What the task asks: Reproduce the records below word for word, from the line containing "Target: tapestry" through the last line of the records, including both.

Exercise materials:
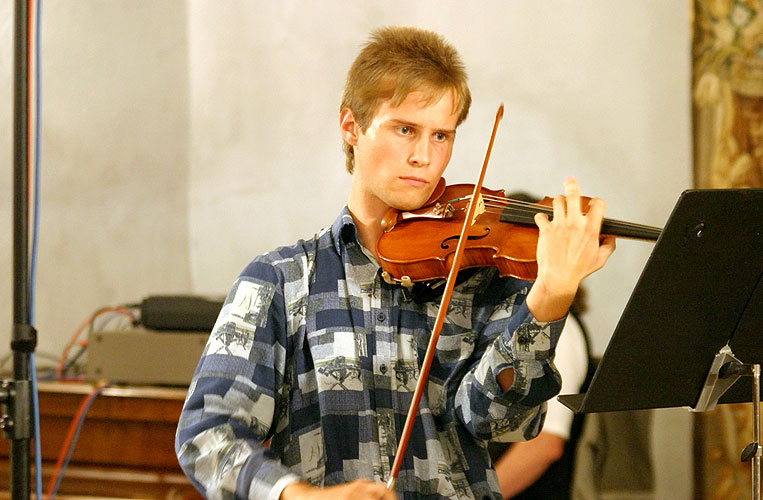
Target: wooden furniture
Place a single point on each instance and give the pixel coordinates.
(125, 447)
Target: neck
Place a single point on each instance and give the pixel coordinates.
(367, 216)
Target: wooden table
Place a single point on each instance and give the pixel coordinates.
(125, 447)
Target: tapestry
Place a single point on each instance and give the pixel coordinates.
(728, 153)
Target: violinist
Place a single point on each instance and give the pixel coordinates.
(316, 355)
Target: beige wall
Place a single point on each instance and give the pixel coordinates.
(115, 148)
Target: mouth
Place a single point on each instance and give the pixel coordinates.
(414, 181)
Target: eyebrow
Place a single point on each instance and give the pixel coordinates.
(397, 123)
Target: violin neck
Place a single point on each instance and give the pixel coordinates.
(608, 226)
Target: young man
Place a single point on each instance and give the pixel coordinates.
(315, 354)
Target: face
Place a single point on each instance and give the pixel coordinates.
(402, 154)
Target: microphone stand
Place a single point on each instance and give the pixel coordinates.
(15, 395)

Response to this exercise:
Target: tapestry
Place a single point on each instance and give the pixel coordinates.
(728, 153)
Target: violinist
Place a single point on each instance and give the pixel coordinates.
(316, 355)
Target: beige wall
Place a single point on each instance and give the pixel coordinates.
(115, 148)
Target: mouth
Place a single point on each instance and give the pixel coordinates.
(414, 181)
Target: eyebrow
Place a single point on each instance and give the pixel coordinates.
(397, 123)
Target: violin neck
Place a single point on each instance and give the pixel coordinates.
(608, 226)
Target: young man
Place a single point on each instance and give the pixel coordinates.
(315, 354)
Target: face
Place a single point on each instance and give the pixel coordinates.
(402, 154)
Target: microphone stand
Place a single point on each instance and give the pixel coordinates.
(15, 395)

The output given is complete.